■ **Required action**:
While you copy the lines below, skip the pictures and keep the rest exact.

(Natural-language object grounding data)
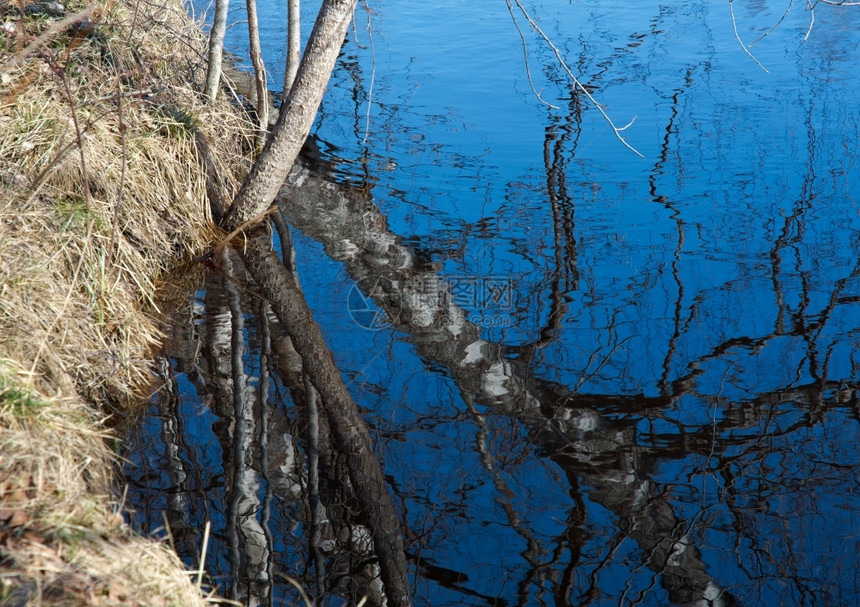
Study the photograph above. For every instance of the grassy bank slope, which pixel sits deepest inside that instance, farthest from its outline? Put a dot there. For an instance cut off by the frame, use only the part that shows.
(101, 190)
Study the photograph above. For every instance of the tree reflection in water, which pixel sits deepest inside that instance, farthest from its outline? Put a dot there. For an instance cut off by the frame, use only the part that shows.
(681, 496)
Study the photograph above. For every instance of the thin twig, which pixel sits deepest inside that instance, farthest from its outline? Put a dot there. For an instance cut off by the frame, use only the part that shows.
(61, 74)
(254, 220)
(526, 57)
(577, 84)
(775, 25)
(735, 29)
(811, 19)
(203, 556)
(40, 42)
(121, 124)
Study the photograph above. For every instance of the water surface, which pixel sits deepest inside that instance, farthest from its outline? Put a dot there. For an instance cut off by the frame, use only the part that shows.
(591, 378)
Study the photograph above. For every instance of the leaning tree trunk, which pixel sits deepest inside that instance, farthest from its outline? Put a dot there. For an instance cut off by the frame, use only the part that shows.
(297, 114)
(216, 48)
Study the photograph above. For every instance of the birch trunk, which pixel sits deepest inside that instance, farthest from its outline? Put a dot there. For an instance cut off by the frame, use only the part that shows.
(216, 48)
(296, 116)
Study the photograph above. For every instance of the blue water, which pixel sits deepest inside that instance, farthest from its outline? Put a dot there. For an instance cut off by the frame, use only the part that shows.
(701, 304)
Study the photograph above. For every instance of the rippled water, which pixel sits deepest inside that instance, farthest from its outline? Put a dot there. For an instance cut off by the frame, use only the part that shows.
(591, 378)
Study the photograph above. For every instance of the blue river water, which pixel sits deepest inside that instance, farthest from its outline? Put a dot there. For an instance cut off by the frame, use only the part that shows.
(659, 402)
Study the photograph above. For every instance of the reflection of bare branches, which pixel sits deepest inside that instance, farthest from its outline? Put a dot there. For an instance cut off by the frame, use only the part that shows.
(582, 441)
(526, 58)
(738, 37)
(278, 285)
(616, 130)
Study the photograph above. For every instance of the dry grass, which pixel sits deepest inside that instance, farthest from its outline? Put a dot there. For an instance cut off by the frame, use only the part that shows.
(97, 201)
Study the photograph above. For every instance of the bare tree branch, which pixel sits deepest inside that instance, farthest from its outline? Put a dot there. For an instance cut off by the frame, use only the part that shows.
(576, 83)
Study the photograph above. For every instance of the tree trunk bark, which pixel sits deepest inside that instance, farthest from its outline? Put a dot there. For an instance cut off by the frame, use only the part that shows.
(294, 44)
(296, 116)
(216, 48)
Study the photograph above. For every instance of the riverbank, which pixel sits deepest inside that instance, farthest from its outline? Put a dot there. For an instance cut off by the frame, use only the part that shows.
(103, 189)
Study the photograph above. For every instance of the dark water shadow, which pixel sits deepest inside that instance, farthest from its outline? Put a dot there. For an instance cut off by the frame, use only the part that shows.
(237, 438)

■ **Task response**:
Study the photograph above. For every instance of the grassy bank slope, which pixel sits deepest inside that instance, farthest from its outline? Put a dot there. For an instance cut off by the frame, use only the part that shows.
(101, 190)
Study the photograph above. For every instance of the tree reflection in water, which pixel sits deepest inside that instance, farthest from its outline? Put a dot there. For an instance cut off by the frame, use only the part that shows.
(681, 496)
Study the photograph above. For every instance of the thin twig, which pixel sits deepest inside that instance, farthest from its outline? Put a dot there. For an instance cut off by the frame, use only the part that shows.
(61, 74)
(254, 220)
(526, 57)
(577, 84)
(775, 25)
(735, 29)
(811, 19)
(203, 556)
(40, 42)
(121, 124)
Study the photograph above. For every instance of the water surface, which pixel sits deepest inside that instance, farthest from its outline? Put a dot there. For an instance cut off by the frame, use only the part that shows.
(591, 378)
Study the photograph above. For every instance of the leaning tree trunk, which pixel sits deepest inside that instance, farthest from its outline? Put a dot there. For an instance cut off by the frame, use only the part that shows.
(297, 114)
(216, 48)
Study the photograph above. For every instance of the birch trunk, which pixel sits deepest inside that instance, farthest from its outline? Put a dot there. For an instance cut off by the frame, use only the part that shows.
(216, 48)
(296, 116)
Study the photograph above. For every instance of the blue water, which pixel sits deepest inside that instance, farthest from its outline? Put a dot there. For an instance cut off by the frame, use only the part that shows.
(701, 304)
Study the photograph above. For every instance of the rippled water, which pixel sits deepest inside that instance, farthest from its outline? Put a dot there. For an instance cut off by the frame, use only the part that shows.
(591, 378)
Study the photograph above. For every instance of the blue river water, which pixel sits deepest inside that instance, farthest from its outline? Put a dot there. For an instance cut off by the frame, use only the part that shows.
(659, 402)
Study the photograph above. For every instance of the reflection of bare branches, which pixel sits deepest inside that instance, farthest from its outline? Put a dot there. For an instance cut off by the frame, use only the part that shows.
(582, 441)
(526, 58)
(738, 37)
(278, 285)
(616, 130)
Study the photograph above. For every instance of the dry grass, which pixel sits deepest inside that instance, farthest from its outline? Put a dot there. For an instance cut off by the frame, use only the part that shows.
(97, 201)
Study the photograph above. For every instance of the bare tree branch, which pixel sits deepest inside that instance, farthest from its outline? Put a dot there. For an instance cut off by the frame, use only the part that shows.
(576, 83)
Study the photograph above. For every instance of the tree trunk bark, which pixel sits deepest inside that instance, farthest from its outline? Put a dot there. For an instance cut off by the frame, use only the part that shows.
(294, 44)
(296, 116)
(216, 48)
Study the photograph above. For every instance of the riverbank, which pixel sits deepest inside that instance, farthest from its outline? Put a dot there. For an instance cut off by the frame, use only the part that shows.
(103, 189)
Study the photograph above. For every instance of the dark water shadow, which pixel sits deepest inside that instance, farthest from its outline? Put a dot there. For an instance cut off by the frame, use only the part that shows.
(237, 438)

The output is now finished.